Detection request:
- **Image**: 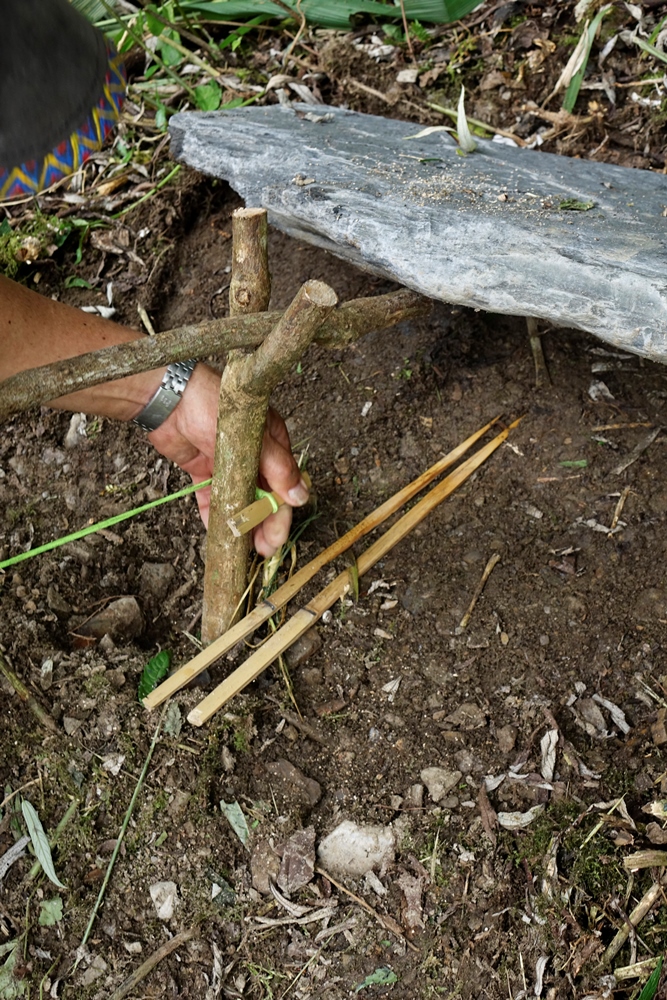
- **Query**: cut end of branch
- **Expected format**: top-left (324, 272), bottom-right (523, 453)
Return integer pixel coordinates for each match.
top-left (303, 280), bottom-right (338, 309)
top-left (233, 207), bottom-right (268, 219)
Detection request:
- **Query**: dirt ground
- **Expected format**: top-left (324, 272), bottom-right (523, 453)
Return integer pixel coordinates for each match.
top-left (3, 4), bottom-right (667, 999)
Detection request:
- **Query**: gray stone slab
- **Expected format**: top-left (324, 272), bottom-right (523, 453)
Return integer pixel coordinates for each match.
top-left (170, 104), bottom-right (667, 362)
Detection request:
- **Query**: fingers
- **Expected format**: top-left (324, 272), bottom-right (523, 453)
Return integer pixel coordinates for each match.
top-left (253, 504), bottom-right (293, 558)
top-left (259, 413), bottom-right (309, 508)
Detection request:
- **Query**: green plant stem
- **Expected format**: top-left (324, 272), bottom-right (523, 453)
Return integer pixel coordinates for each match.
top-left (0, 653), bottom-right (59, 734)
top-left (74, 705), bottom-right (167, 971)
top-left (0, 475), bottom-right (210, 571)
top-left (28, 799), bottom-right (79, 881)
top-left (113, 163), bottom-right (182, 218)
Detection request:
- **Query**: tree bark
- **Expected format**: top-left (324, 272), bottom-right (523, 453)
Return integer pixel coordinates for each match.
top-left (0, 289), bottom-right (429, 423)
top-left (202, 207), bottom-right (272, 644)
top-left (201, 279), bottom-right (337, 643)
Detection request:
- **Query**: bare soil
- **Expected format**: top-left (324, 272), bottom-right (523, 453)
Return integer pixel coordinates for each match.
top-left (3, 3), bottom-right (667, 997)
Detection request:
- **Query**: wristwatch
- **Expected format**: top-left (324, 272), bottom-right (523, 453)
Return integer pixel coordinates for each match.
top-left (133, 359), bottom-right (197, 432)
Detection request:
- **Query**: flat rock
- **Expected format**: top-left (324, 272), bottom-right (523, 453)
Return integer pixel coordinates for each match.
top-left (171, 104), bottom-right (667, 363)
top-left (76, 597), bottom-right (144, 641)
top-left (443, 702), bottom-right (487, 730)
top-left (139, 562), bottom-right (175, 601)
top-left (496, 725), bottom-right (518, 753)
top-left (317, 820), bottom-right (395, 877)
top-left (265, 759), bottom-right (322, 808)
top-left (251, 839), bottom-right (281, 895)
top-left (285, 629), bottom-right (322, 669)
top-left (421, 766), bottom-right (463, 803)
top-left (277, 827), bottom-right (316, 894)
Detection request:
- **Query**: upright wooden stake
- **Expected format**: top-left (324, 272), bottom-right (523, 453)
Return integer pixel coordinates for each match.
top-left (202, 208), bottom-right (272, 645)
top-left (202, 277), bottom-right (338, 644)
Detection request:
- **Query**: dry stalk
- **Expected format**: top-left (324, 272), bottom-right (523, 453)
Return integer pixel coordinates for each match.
top-left (527, 317), bottom-right (551, 388)
top-left (0, 651), bottom-right (58, 734)
top-left (459, 552), bottom-right (501, 629)
top-left (599, 878), bottom-right (664, 967)
top-left (0, 289), bottom-right (429, 422)
top-left (109, 928), bottom-right (197, 1000)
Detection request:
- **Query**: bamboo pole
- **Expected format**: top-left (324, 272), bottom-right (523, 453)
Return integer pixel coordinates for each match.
top-left (0, 289), bottom-right (429, 422)
top-left (202, 278), bottom-right (338, 644)
top-left (188, 418), bottom-right (521, 726)
top-left (202, 207), bottom-right (273, 645)
top-left (143, 415), bottom-right (499, 710)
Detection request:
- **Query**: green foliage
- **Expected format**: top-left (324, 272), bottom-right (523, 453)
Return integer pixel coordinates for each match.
top-left (137, 650), bottom-right (172, 702)
top-left (355, 968), bottom-right (398, 992)
top-left (195, 81), bottom-right (223, 110)
top-left (180, 0), bottom-right (481, 30)
top-left (22, 801), bottom-right (67, 890)
top-left (38, 897), bottom-right (63, 927)
top-left (0, 941), bottom-right (26, 999)
top-left (563, 5), bottom-right (612, 114)
top-left (0, 213), bottom-right (74, 279)
top-left (639, 957), bottom-right (663, 1000)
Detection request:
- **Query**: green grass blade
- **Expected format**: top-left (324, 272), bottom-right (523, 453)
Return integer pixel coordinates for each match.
top-left (180, 0), bottom-right (481, 28)
top-left (0, 478), bottom-right (211, 571)
top-left (21, 802), bottom-right (66, 890)
top-left (639, 956), bottom-right (663, 1000)
top-left (563, 5), bottom-right (612, 113)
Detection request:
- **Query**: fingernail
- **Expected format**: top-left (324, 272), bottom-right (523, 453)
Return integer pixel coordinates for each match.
top-left (287, 477), bottom-right (310, 506)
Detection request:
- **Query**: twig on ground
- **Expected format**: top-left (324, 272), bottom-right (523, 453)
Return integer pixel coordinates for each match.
top-left (0, 289), bottom-right (429, 421)
top-left (0, 652), bottom-right (58, 734)
top-left (315, 866), bottom-right (419, 953)
top-left (459, 552), bottom-right (501, 630)
top-left (75, 705), bottom-right (167, 970)
top-left (398, 0), bottom-right (416, 62)
top-left (0, 778), bottom-right (41, 812)
top-left (144, 416), bottom-right (501, 709)
top-left (109, 927), bottom-right (197, 1000)
top-left (608, 486), bottom-right (631, 536)
top-left (611, 426), bottom-right (662, 476)
top-left (599, 879), bottom-right (664, 967)
top-left (264, 695), bottom-right (327, 745)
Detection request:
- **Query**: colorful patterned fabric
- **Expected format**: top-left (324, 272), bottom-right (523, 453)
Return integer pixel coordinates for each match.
top-left (0, 42), bottom-right (125, 201)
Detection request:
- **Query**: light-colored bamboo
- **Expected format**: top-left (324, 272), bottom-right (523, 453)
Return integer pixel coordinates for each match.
top-left (187, 418), bottom-right (521, 726)
top-left (228, 472), bottom-right (312, 537)
top-left (142, 415), bottom-right (500, 710)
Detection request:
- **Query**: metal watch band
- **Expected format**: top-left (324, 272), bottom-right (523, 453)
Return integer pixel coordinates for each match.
top-left (133, 359), bottom-right (197, 432)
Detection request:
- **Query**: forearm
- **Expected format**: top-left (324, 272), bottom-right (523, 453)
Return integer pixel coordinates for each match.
top-left (0, 274), bottom-right (164, 420)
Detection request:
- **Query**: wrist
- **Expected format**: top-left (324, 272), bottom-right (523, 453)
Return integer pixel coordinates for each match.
top-left (133, 359), bottom-right (198, 432)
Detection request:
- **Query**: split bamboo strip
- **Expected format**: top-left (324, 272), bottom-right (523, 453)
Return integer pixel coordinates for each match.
top-left (228, 472), bottom-right (312, 537)
top-left (187, 418), bottom-right (521, 726)
top-left (143, 415), bottom-right (500, 710)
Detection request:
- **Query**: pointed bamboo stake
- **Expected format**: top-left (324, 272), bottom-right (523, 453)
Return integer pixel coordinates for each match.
top-left (143, 415), bottom-right (500, 710)
top-left (187, 418), bottom-right (522, 727)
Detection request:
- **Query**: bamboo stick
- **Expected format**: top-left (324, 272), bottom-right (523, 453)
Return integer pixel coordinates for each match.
top-left (187, 418), bottom-right (521, 726)
top-left (228, 472), bottom-right (312, 537)
top-left (0, 289), bottom-right (429, 422)
top-left (143, 415), bottom-right (500, 709)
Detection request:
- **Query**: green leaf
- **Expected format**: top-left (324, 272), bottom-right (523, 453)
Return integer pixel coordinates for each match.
top-left (138, 650), bottom-right (172, 702)
top-left (639, 957), bottom-right (663, 1000)
top-left (64, 276), bottom-right (93, 289)
top-left (155, 104), bottom-right (168, 129)
top-left (0, 941), bottom-right (26, 999)
top-left (563, 5), bottom-right (612, 114)
top-left (355, 967), bottom-right (398, 992)
top-left (180, 0), bottom-right (481, 31)
top-left (220, 800), bottom-right (250, 846)
top-left (38, 897), bottom-right (63, 927)
top-left (194, 81), bottom-right (222, 111)
top-left (559, 459), bottom-right (588, 468)
top-left (558, 199), bottom-right (595, 211)
top-left (21, 801), bottom-right (66, 890)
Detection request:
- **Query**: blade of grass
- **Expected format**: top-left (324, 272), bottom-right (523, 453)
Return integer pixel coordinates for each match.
top-left (0, 475), bottom-right (210, 571)
top-left (563, 5), bottom-right (612, 112)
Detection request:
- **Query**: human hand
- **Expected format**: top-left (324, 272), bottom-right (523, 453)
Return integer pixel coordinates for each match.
top-left (147, 364), bottom-right (309, 557)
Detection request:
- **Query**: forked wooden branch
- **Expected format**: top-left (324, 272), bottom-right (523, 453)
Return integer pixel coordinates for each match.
top-left (202, 276), bottom-right (338, 643)
top-left (143, 415), bottom-right (499, 710)
top-left (188, 418), bottom-right (521, 726)
top-left (0, 289), bottom-right (429, 421)
top-left (202, 207), bottom-right (273, 645)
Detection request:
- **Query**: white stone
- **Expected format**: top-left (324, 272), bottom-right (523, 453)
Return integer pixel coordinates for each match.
top-left (317, 821), bottom-right (395, 877)
top-left (150, 881), bottom-right (179, 921)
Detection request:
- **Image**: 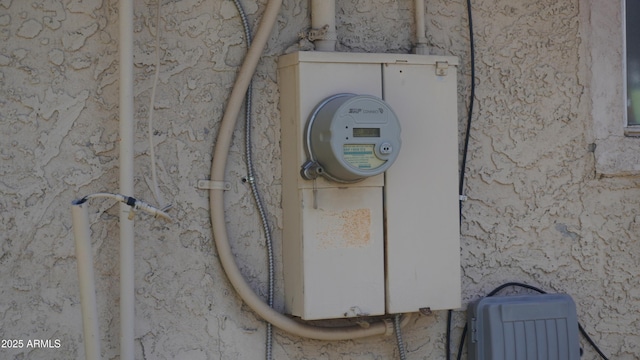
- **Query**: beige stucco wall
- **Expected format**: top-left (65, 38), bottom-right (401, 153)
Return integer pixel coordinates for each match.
top-left (0, 0), bottom-right (636, 359)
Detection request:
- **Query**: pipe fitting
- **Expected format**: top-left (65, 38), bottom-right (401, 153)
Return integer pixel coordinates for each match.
top-left (311, 0), bottom-right (336, 51)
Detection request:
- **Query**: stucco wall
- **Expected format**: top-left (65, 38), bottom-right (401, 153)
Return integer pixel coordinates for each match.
top-left (0, 0), bottom-right (635, 359)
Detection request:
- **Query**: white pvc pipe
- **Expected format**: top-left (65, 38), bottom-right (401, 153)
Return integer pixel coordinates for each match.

▸ Problem:
The required result is an exact repeat of the records above from the line containing "- **Query**: stucco wall" to their final line.

▸ Answer area:
- **Query**: stucco wall
- **Expected format**: top-left (65, 38), bottom-right (401, 153)
Return integer pixel coordinates for each match.
top-left (0, 0), bottom-right (635, 359)
Detection request:
- **Query**: white pvc pipe
- **Expected format**: top-left (65, 38), bottom-right (401, 153)
Return integer pixel coordinates for each match.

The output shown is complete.